======== LISTED ENTRIES ========

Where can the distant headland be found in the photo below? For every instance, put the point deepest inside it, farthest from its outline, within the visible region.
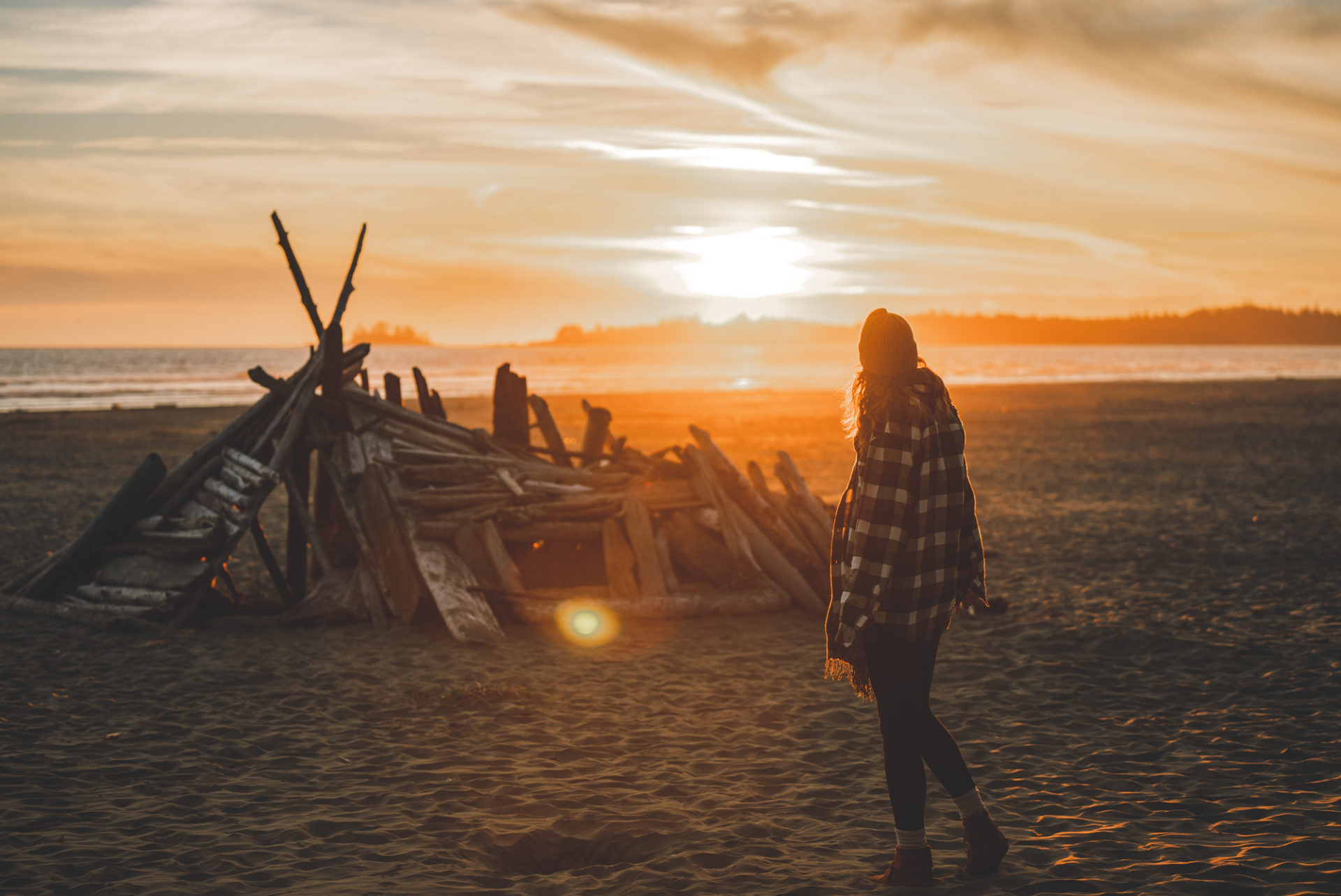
(383, 333)
(1240, 325)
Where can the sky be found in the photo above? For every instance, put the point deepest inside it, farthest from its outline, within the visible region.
(522, 166)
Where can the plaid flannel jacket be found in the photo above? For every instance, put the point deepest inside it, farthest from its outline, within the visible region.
(914, 549)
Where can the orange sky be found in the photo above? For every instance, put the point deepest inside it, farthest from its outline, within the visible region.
(525, 166)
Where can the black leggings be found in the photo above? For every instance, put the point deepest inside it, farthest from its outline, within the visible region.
(900, 675)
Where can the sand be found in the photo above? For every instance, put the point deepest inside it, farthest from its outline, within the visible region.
(1155, 715)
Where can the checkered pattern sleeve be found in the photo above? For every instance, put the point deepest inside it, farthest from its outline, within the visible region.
(880, 524)
(972, 580)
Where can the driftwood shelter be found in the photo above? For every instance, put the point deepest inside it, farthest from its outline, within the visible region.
(412, 517)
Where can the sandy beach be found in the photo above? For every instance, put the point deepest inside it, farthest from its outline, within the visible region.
(1157, 712)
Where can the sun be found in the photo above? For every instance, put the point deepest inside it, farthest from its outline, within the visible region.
(746, 265)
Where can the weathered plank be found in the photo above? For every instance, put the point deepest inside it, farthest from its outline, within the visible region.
(637, 524)
(619, 559)
(550, 431)
(393, 388)
(699, 552)
(137, 571)
(510, 416)
(74, 561)
(597, 429)
(504, 571)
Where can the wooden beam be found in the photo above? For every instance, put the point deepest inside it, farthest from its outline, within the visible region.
(550, 431)
(295, 538)
(619, 559)
(268, 557)
(506, 572)
(510, 416)
(597, 428)
(637, 522)
(303, 293)
(117, 515)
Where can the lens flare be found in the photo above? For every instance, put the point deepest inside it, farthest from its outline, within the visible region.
(587, 623)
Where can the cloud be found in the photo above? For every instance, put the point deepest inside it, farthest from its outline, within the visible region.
(743, 49)
(1234, 47)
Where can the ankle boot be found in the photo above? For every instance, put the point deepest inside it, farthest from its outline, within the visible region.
(909, 868)
(985, 844)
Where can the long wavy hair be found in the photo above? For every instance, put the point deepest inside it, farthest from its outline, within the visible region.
(873, 400)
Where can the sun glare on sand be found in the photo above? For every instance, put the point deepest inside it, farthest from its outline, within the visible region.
(587, 623)
(745, 265)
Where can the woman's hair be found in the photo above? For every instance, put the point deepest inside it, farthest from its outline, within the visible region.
(873, 400)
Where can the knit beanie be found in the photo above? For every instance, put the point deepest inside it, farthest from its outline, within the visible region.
(887, 345)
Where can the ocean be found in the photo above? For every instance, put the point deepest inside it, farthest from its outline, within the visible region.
(100, 379)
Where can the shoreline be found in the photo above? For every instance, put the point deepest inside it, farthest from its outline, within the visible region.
(1154, 712)
(471, 400)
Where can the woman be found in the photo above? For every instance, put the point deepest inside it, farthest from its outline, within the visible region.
(907, 552)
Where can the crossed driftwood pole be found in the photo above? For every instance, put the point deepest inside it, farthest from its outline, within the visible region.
(415, 517)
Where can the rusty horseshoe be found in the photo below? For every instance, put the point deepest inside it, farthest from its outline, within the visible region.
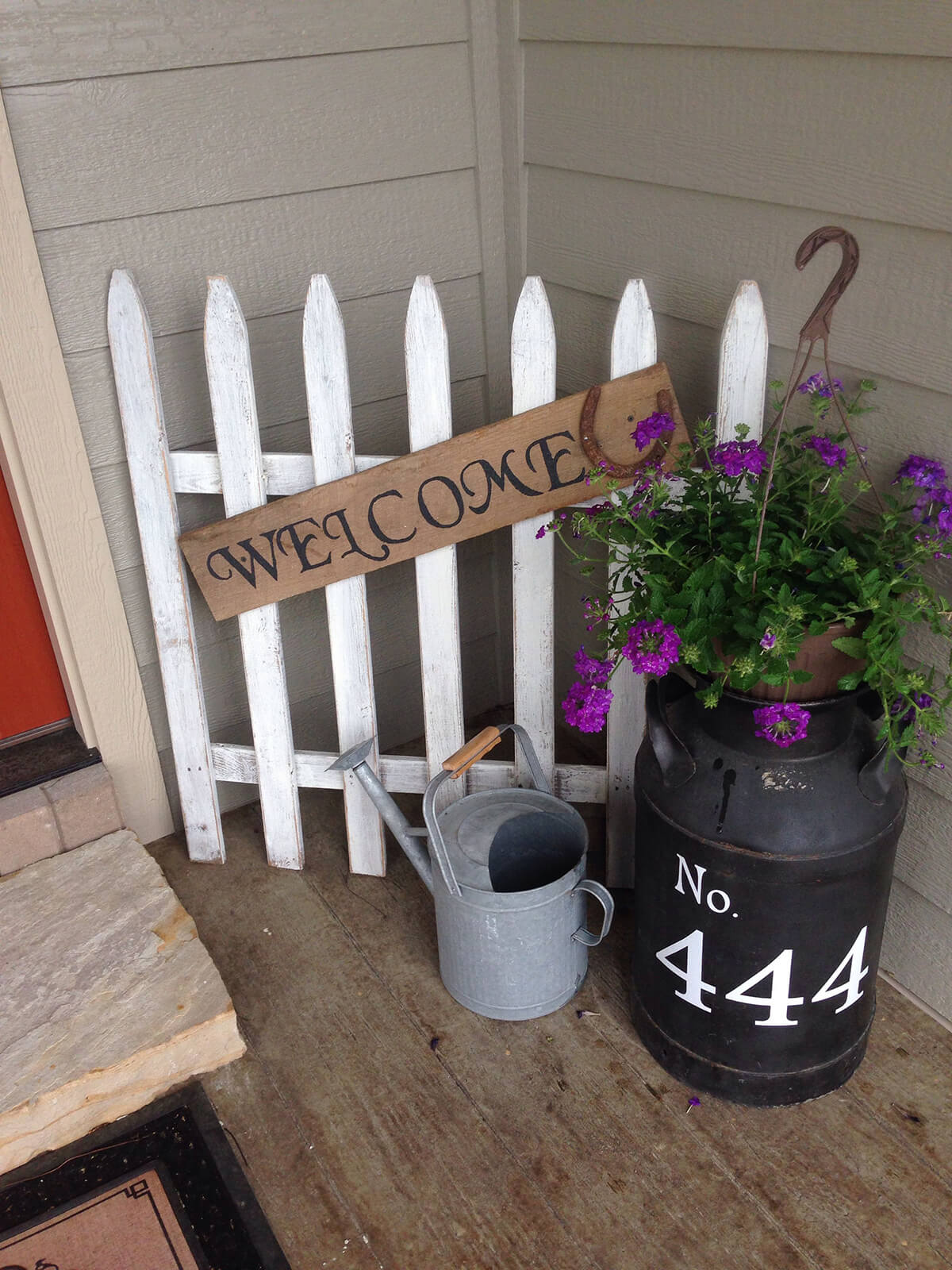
(594, 452)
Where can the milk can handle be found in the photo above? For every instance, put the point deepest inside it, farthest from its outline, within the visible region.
(605, 899)
(466, 756)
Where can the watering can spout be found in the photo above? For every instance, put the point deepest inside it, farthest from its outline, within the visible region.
(355, 760)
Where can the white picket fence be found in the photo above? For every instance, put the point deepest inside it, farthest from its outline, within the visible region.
(245, 476)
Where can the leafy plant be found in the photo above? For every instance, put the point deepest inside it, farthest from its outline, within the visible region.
(727, 562)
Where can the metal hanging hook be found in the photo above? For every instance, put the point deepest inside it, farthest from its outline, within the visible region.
(818, 324)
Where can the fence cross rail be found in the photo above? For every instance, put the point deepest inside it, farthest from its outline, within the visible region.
(245, 478)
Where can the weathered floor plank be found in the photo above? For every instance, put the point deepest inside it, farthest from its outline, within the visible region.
(549, 1143)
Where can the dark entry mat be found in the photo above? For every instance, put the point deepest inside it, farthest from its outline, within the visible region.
(44, 759)
(165, 1193)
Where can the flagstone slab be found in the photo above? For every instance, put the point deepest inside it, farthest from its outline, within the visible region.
(109, 999)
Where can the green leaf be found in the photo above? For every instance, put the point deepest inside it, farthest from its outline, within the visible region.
(850, 681)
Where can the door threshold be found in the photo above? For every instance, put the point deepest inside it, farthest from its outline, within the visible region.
(42, 759)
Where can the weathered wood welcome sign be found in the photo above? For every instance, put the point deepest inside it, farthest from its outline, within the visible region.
(497, 475)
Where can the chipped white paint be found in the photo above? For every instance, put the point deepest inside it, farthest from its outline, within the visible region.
(437, 595)
(348, 620)
(742, 380)
(158, 518)
(235, 416)
(634, 347)
(533, 368)
(247, 476)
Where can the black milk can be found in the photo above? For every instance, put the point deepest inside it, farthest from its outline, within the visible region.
(762, 883)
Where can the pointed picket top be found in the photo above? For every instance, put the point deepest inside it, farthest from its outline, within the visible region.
(742, 381)
(328, 383)
(431, 419)
(235, 417)
(634, 347)
(533, 348)
(533, 368)
(427, 349)
(156, 512)
(232, 391)
(634, 338)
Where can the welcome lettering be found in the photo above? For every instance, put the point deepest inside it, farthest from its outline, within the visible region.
(478, 482)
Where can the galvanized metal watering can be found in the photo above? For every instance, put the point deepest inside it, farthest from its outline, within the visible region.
(509, 884)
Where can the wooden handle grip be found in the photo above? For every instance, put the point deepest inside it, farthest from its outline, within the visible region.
(467, 755)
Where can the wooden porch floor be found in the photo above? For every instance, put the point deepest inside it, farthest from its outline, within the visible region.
(384, 1126)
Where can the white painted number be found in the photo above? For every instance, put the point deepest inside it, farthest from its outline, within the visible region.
(778, 972)
(857, 973)
(780, 997)
(693, 945)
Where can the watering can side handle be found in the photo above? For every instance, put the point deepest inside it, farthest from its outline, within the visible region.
(467, 755)
(605, 899)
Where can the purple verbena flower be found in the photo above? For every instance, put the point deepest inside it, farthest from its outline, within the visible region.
(918, 698)
(590, 668)
(649, 429)
(782, 723)
(924, 473)
(740, 456)
(651, 647)
(819, 385)
(828, 450)
(587, 705)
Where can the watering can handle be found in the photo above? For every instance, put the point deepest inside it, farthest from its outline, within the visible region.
(467, 755)
(605, 899)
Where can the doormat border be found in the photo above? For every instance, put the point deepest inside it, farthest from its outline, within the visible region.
(179, 1130)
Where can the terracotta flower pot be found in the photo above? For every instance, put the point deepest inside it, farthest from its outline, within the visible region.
(825, 664)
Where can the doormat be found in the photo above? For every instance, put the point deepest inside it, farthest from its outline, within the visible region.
(167, 1194)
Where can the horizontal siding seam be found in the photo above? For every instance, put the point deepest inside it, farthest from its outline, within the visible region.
(259, 198)
(733, 48)
(774, 343)
(739, 198)
(22, 86)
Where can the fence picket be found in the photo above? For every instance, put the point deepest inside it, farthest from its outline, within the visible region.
(634, 347)
(348, 620)
(245, 476)
(235, 417)
(533, 368)
(158, 514)
(198, 471)
(437, 595)
(742, 378)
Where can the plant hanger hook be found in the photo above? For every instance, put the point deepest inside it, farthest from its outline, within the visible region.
(818, 324)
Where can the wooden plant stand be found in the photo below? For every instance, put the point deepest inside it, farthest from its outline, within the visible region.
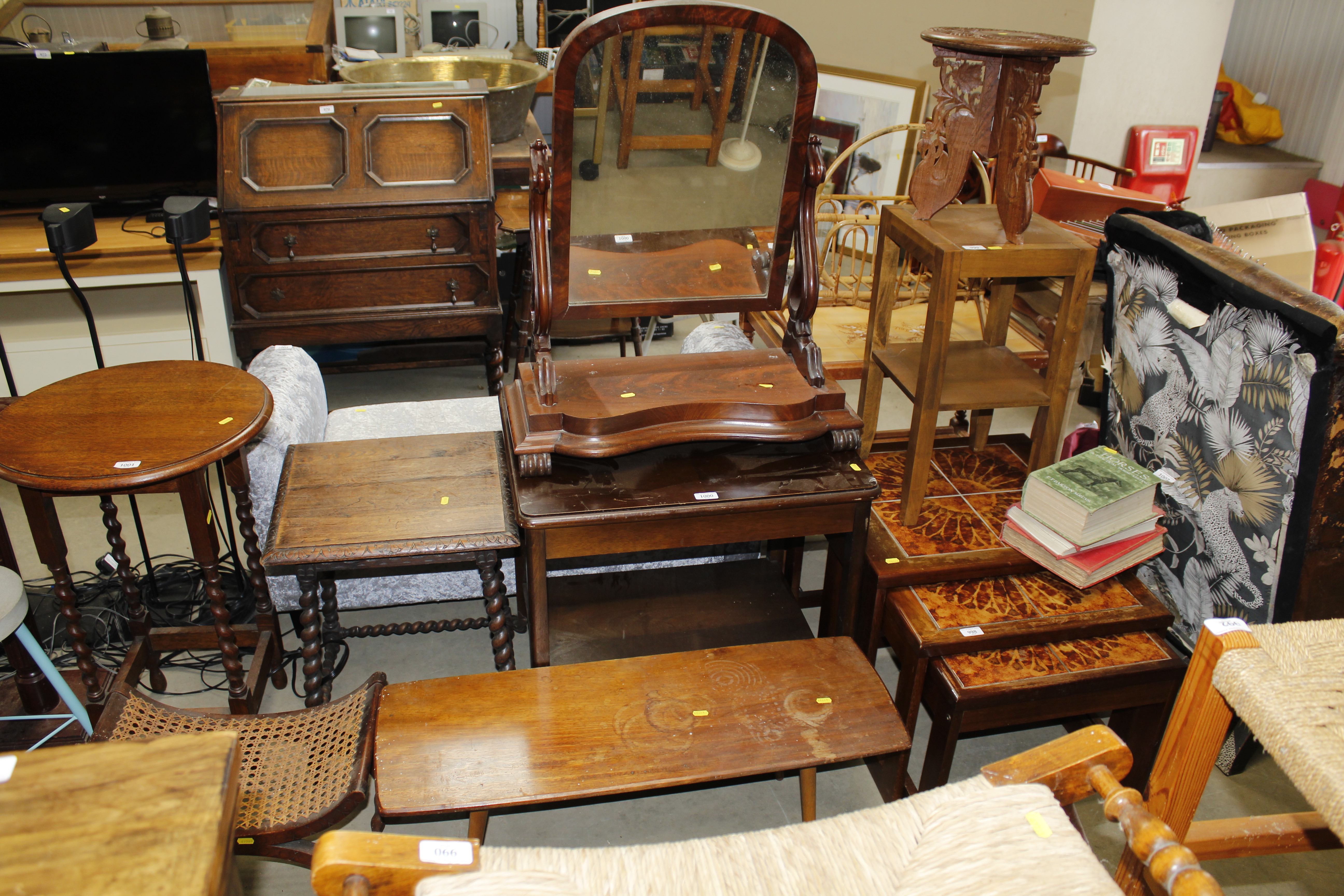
(987, 104)
(978, 375)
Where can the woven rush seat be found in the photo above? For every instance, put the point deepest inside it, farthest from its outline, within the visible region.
(302, 772)
(968, 837)
(1291, 694)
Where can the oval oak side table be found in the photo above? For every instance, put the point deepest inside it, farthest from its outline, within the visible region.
(139, 429)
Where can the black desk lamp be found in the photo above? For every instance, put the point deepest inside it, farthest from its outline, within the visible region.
(187, 221)
(71, 229)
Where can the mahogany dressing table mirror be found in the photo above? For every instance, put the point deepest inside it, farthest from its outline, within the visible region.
(678, 226)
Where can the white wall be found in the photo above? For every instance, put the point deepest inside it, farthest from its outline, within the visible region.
(1293, 50)
(1156, 64)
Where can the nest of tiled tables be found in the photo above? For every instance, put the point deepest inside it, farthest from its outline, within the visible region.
(975, 622)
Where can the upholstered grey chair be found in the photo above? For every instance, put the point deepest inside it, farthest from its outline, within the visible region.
(300, 416)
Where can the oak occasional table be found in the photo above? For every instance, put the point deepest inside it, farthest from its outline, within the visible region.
(390, 506)
(139, 429)
(678, 496)
(476, 743)
(134, 819)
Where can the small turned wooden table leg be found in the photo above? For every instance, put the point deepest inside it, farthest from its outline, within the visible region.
(478, 824)
(139, 619)
(933, 362)
(331, 635)
(310, 636)
(854, 619)
(808, 790)
(240, 483)
(194, 494)
(36, 694)
(540, 627)
(496, 609)
(495, 356)
(52, 550)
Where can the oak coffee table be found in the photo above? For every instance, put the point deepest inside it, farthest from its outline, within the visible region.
(475, 743)
(392, 507)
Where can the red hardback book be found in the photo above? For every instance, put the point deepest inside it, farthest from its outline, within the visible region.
(1088, 568)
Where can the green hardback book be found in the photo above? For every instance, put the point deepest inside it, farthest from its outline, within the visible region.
(1096, 479)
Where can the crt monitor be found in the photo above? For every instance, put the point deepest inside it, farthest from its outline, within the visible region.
(447, 25)
(378, 29)
(456, 23)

========

STATED TASK:
Recast the part of the rows above that opens with the line containing "Where can the crt" and runs through the final row, both ends included, as a numbered list, leaving out any blank lines.

EXERCISE SOLUTION:
1. Where can the crt monitor be found in the photo above? For every instance, put the point deepest inside it, farthest from its outline, within the visible region.
2. (447, 25)
3. (378, 29)
4. (456, 23)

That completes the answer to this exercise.